• **Travail demandé**
Dans l'extrait sur la concurrence et l'attitude de l'Europe, quelle fusion sert d'exemple de concentration interdite ?

• **Extrait**
○ ○ ○ ○ ○ ○ ○
Les économistes connaissent bien le problème du passager clandestin : en l’absence de contrainte, chacun a tendance à vouloir se comporter comme le passager d’une croisière qui ne paierait pas son billet. Ce début de siècle consacre un problème inverse auquel on n’avait peut-être pas assez pensé : le cas où, par d’étranges circonstances, un seul est honnête quand tous les autres transgressent dans leur propre intérêt.

Concurrence libre et non faussée

Face aux vertigineux défis posés par les nouvelles technologies, la vieille Europe adopte systématiquement une attitude vertueuse qui serait fort recommandable si malheureusement à peu près tout le monde ne prenait pas l’option inverse.

En matière de concurrence, nous avons été longtemps  les chevaliers blancs d’une concurrence libre et non faussée pourfendant sur notre sol les concentrations – telle la fusion interdite entre Alstom et Siemens – pour mieux livrer nos consommateurs aux acteurs venus d’outre-Atlantique et d’Asie. Nous nous retrouvons avec les inconvénients des concentrations que nous voulions fuir – le pouvoir de marché – sans en avoir les éventuels avantages – les ressources fiscales.

Nous appelons à  l’interdiction des robots tueurs et des intelligences artificielles malveillantes, mais en cas de conflit les pays qui en disposeront seront certains d’une victoire écrasante. Nous oublions que le désarmement n’en sensé que s’il est multilatéral.
○ ○ ○ ○ ○ ○ ○
• **Données fournies**
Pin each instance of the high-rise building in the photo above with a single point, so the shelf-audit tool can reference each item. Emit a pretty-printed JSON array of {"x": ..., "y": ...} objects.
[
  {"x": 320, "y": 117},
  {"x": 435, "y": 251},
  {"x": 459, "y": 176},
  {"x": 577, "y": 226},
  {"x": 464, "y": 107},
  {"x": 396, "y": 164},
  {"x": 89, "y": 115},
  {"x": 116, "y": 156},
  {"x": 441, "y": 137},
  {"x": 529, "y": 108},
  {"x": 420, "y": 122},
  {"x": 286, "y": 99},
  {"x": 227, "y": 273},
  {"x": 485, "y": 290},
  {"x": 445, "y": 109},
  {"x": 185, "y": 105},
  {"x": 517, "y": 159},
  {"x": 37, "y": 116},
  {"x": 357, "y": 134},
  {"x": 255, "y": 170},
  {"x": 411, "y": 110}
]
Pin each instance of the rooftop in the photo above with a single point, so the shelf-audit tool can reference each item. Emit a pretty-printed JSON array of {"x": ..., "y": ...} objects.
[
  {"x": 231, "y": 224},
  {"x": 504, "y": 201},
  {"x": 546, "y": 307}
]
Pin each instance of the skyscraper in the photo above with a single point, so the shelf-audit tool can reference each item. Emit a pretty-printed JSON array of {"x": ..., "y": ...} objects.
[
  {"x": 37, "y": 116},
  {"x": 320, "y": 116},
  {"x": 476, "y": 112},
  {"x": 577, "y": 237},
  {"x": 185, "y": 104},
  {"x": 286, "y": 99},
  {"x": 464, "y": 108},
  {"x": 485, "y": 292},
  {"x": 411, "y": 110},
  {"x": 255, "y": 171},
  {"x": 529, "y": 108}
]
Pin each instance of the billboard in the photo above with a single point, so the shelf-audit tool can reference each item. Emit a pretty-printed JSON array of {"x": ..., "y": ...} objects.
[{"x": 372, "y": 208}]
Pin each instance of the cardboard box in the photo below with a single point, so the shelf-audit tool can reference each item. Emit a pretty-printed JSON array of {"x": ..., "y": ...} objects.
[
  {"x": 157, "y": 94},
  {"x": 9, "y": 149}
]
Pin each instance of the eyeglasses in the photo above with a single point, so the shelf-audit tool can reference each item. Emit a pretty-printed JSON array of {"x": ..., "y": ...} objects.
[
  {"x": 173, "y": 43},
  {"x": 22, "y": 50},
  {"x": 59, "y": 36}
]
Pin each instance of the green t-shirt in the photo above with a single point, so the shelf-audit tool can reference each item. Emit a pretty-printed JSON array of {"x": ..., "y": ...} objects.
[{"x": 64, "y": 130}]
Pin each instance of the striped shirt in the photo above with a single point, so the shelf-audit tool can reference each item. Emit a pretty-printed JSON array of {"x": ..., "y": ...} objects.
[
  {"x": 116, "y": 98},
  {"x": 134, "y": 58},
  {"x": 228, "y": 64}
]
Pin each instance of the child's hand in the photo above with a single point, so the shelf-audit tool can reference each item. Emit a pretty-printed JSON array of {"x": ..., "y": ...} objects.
○ ○ ○ ○ ○ ○ ○
• **Réponse attendue**
La fusion entre Alstom et Siemens.